[Collected data entries]

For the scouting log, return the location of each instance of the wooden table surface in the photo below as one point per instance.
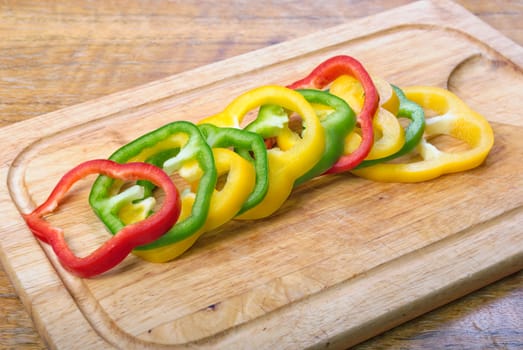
(56, 54)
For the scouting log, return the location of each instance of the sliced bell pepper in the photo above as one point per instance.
(455, 119)
(178, 147)
(285, 164)
(389, 135)
(413, 132)
(249, 145)
(114, 250)
(226, 202)
(326, 73)
(337, 121)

### The problem
Please copy the data above exactly; the pictures do not belong in the copy.

### Answer to the problem
For the scouting log, return the location of each instance of the wooden table surface in the photo below as one point per instance.
(56, 54)
For the scouting log, return the location of each instance of the sliced bell pepper in the photo above as one point per instance.
(455, 119)
(178, 147)
(285, 164)
(389, 135)
(413, 132)
(249, 145)
(114, 250)
(226, 202)
(326, 73)
(337, 121)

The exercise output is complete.